• **Items**:
[start]
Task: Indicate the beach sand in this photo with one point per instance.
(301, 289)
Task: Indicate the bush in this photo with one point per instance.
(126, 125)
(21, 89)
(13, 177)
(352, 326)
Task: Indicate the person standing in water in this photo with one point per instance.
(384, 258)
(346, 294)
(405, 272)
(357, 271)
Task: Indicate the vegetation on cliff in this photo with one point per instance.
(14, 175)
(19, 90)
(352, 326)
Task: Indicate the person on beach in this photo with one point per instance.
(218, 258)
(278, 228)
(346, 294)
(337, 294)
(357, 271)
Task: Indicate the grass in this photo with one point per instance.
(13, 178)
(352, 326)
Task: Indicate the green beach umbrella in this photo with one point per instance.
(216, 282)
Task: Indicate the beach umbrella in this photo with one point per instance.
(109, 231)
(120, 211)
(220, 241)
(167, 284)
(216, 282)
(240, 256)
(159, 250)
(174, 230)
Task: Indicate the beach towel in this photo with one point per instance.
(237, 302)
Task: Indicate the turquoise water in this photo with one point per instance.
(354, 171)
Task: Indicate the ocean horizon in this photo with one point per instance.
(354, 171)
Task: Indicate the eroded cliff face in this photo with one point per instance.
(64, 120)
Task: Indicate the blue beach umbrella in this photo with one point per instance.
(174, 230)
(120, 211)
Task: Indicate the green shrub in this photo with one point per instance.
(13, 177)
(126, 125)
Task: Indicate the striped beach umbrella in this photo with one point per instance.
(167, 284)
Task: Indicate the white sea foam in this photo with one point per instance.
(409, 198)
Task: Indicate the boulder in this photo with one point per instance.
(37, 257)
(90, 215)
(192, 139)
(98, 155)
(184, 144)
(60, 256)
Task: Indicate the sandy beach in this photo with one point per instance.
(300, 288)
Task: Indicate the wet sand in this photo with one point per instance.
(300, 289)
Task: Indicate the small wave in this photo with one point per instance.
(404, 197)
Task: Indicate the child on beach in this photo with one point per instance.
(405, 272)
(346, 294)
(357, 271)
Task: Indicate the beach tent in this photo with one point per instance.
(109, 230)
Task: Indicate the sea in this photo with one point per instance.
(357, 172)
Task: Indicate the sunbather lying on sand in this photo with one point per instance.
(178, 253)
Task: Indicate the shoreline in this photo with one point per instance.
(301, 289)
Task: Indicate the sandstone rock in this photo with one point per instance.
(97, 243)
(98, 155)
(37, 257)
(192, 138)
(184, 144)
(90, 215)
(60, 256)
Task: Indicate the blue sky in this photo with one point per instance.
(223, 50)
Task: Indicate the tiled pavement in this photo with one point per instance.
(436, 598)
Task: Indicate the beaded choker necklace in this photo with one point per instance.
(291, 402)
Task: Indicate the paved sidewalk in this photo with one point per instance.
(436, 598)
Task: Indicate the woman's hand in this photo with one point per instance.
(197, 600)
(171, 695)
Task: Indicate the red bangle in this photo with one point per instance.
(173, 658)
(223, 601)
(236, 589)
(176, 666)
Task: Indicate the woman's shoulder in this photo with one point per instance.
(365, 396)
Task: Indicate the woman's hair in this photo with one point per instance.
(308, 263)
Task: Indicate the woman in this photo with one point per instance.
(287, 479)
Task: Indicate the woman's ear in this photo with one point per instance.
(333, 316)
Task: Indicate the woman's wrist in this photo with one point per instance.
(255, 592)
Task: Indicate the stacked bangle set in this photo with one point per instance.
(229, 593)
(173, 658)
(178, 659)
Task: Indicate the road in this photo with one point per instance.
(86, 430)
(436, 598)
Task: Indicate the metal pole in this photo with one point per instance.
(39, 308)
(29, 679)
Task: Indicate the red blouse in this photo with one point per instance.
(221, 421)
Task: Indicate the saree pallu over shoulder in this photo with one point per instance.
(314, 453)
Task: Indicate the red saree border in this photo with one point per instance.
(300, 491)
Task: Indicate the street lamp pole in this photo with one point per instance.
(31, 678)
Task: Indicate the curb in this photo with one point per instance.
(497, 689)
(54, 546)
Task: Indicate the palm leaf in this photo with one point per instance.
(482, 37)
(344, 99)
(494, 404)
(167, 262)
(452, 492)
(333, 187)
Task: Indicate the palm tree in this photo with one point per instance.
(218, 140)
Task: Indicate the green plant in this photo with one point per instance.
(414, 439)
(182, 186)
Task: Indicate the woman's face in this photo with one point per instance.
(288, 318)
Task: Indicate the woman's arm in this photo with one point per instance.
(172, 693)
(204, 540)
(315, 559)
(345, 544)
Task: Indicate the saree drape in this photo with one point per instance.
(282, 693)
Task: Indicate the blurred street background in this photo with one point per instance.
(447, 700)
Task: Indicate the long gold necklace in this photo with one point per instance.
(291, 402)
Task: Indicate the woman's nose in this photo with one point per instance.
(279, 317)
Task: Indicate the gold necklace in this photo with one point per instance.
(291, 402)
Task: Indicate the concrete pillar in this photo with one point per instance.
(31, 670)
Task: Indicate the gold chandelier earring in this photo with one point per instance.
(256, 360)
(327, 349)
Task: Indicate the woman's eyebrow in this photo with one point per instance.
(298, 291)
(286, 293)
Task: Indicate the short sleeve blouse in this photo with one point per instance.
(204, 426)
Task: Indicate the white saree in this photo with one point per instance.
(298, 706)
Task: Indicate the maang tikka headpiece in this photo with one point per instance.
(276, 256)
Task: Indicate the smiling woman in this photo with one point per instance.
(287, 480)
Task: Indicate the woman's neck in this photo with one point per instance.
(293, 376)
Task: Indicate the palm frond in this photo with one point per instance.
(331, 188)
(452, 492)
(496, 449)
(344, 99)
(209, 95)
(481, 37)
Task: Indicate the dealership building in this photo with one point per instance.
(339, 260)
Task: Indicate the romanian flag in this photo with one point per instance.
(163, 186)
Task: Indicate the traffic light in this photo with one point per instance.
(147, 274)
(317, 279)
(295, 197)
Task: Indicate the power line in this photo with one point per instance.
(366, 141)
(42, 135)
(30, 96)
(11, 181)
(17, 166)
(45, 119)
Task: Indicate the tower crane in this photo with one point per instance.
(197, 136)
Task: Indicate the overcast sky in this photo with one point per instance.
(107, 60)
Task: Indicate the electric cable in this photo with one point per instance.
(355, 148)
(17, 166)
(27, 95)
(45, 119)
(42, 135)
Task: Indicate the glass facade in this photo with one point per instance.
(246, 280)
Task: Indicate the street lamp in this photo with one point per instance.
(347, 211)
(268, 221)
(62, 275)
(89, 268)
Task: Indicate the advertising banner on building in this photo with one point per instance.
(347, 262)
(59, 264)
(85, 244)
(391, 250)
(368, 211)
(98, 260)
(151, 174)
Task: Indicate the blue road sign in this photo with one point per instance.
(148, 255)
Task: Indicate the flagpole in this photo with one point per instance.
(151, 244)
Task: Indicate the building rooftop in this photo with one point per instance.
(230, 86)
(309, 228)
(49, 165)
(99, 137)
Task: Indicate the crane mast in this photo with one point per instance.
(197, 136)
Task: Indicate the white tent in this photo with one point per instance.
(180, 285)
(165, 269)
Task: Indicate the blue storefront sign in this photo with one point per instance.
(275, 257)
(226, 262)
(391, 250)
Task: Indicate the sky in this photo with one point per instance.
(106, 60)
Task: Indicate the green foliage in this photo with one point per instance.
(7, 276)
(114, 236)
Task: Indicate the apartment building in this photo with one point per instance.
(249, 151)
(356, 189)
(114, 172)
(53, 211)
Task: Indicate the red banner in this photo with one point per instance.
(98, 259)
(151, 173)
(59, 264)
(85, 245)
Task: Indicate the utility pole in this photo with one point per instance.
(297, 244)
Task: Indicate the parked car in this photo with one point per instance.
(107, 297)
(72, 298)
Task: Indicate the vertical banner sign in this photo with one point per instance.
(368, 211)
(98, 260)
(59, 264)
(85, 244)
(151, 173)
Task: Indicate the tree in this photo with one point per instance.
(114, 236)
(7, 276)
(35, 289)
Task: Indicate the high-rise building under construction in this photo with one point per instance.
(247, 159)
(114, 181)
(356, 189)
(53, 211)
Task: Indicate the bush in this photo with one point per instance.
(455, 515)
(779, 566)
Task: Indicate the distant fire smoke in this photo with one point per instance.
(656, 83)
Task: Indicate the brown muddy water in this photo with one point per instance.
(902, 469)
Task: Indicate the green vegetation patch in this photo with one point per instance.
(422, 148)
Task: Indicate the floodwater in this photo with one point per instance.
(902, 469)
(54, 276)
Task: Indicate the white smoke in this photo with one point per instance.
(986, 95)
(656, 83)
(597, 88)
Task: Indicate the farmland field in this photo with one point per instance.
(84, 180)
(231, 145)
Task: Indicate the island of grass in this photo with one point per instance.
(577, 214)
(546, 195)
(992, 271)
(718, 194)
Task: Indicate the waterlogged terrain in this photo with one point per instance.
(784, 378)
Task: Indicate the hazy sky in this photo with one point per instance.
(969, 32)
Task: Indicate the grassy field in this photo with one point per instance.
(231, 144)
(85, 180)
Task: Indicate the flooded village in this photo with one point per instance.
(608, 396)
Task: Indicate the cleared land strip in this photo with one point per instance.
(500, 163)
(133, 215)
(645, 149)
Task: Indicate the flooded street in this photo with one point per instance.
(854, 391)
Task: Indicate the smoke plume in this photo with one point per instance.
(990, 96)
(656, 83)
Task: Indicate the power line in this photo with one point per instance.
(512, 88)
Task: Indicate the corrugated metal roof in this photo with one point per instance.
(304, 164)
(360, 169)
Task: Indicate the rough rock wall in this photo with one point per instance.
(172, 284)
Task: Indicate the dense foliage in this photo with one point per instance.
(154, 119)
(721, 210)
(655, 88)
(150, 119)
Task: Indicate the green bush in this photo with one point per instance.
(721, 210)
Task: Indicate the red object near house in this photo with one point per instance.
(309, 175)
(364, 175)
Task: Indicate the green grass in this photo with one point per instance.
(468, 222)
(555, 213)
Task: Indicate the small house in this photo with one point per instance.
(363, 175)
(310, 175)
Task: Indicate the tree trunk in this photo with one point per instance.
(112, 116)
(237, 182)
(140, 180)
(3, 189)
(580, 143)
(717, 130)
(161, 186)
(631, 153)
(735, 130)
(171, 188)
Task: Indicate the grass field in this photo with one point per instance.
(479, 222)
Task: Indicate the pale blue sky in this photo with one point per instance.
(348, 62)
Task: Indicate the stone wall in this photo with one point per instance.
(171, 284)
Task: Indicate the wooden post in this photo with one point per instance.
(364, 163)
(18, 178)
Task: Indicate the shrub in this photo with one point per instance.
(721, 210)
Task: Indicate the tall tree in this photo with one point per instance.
[end]
• **Description of the task**: Format the material as a numbered list, starting at the line that contains "Task: Indicate the green bush" and running through the end of the material, with blank lines left out.

• **Task response**:
1. Task: Indicate the green bush in this photo with one point per instance.
2. (721, 210)
3. Task: Indicate the red object near house in this photo with one point per instance.
4. (309, 175)
5. (364, 175)
6. Task: Indicate the green grass in this photo with one point per instance.
7. (468, 222)
8. (555, 213)
9. Task: Indicate the small house in this photo with one point per instance.
10. (363, 175)
11. (310, 175)
12. Task: Indicate the tree trunk in this photo with one point per instance.
13. (112, 116)
14. (237, 182)
15. (140, 180)
16. (3, 189)
17. (580, 143)
18. (717, 130)
19. (161, 186)
20. (631, 153)
21. (735, 130)
22. (171, 188)
23. Task: Indicate the grass field in this photo with one point per instance.
24. (479, 222)
25. Task: Indicate the pale blue sky in this photo with one point per instance.
26. (348, 62)
27. Task: Indicate the stone wall in this photo with one point per instance.
28. (171, 284)
29. Task: Indicate the wooden post in this photo with one point per instance.
30. (364, 163)
31. (18, 178)
32. Task: Indicate the shrub in this photo with one point per instance.
33. (721, 210)
34. Task: Indicate the tall tree in this photo with one point per instance.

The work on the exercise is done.